What is being asked — Write only the number of lines in the data that include the word "forearm".

Data —
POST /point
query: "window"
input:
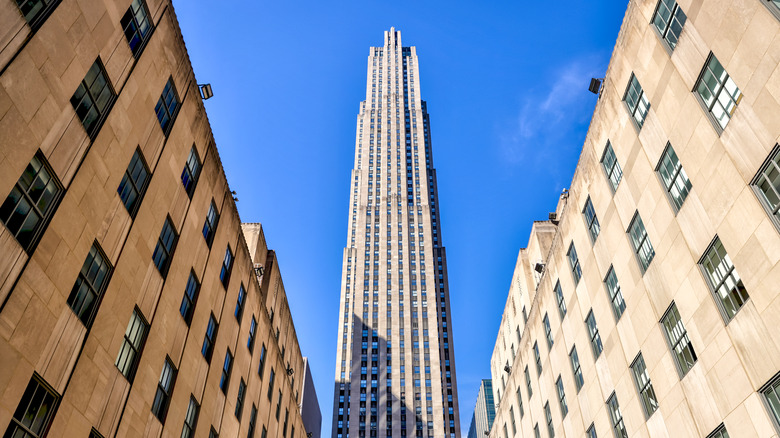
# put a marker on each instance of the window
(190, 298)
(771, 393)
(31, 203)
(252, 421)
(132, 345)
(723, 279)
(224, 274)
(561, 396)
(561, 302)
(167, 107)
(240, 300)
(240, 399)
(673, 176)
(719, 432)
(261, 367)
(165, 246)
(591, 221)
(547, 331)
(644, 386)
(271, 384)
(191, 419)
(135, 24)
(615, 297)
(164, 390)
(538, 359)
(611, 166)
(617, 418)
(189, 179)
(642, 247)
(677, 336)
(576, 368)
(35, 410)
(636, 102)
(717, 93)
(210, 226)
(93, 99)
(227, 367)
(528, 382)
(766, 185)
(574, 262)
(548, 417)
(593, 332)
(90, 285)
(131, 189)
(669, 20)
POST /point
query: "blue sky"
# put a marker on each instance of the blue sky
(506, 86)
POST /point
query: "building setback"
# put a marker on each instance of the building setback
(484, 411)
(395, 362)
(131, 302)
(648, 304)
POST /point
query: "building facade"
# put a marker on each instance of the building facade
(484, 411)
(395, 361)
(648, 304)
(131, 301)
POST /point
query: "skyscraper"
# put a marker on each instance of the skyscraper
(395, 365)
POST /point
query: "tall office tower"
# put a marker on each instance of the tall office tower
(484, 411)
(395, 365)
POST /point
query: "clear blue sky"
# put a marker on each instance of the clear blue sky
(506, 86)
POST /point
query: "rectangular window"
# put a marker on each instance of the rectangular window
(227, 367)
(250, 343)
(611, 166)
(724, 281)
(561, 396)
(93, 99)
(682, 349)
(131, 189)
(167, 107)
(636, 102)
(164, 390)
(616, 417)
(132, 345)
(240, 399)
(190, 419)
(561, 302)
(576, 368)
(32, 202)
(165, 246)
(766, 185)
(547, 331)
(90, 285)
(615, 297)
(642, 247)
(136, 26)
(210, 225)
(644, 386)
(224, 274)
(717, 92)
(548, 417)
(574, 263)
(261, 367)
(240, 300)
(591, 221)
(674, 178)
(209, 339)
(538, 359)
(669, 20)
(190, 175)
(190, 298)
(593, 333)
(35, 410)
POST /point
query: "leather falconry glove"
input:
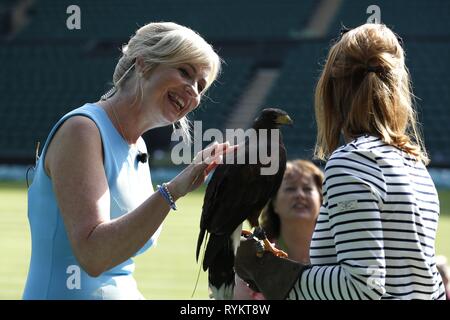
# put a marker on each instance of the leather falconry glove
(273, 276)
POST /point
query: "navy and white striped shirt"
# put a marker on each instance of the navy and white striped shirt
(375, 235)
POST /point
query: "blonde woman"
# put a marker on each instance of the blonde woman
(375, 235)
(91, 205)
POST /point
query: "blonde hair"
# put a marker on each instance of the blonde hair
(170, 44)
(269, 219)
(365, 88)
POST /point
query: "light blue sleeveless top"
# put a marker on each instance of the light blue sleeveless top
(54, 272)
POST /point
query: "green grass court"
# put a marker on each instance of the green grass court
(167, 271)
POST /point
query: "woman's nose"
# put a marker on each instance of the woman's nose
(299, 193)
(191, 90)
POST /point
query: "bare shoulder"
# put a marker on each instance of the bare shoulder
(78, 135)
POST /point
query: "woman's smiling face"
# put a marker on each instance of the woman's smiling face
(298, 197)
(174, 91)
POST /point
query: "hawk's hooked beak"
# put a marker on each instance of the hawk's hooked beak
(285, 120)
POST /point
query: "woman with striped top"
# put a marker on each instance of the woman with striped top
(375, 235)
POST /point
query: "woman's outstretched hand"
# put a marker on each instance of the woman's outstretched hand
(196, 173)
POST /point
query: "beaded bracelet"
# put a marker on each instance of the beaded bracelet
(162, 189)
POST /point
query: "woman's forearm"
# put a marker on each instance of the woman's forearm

Output of the task — 2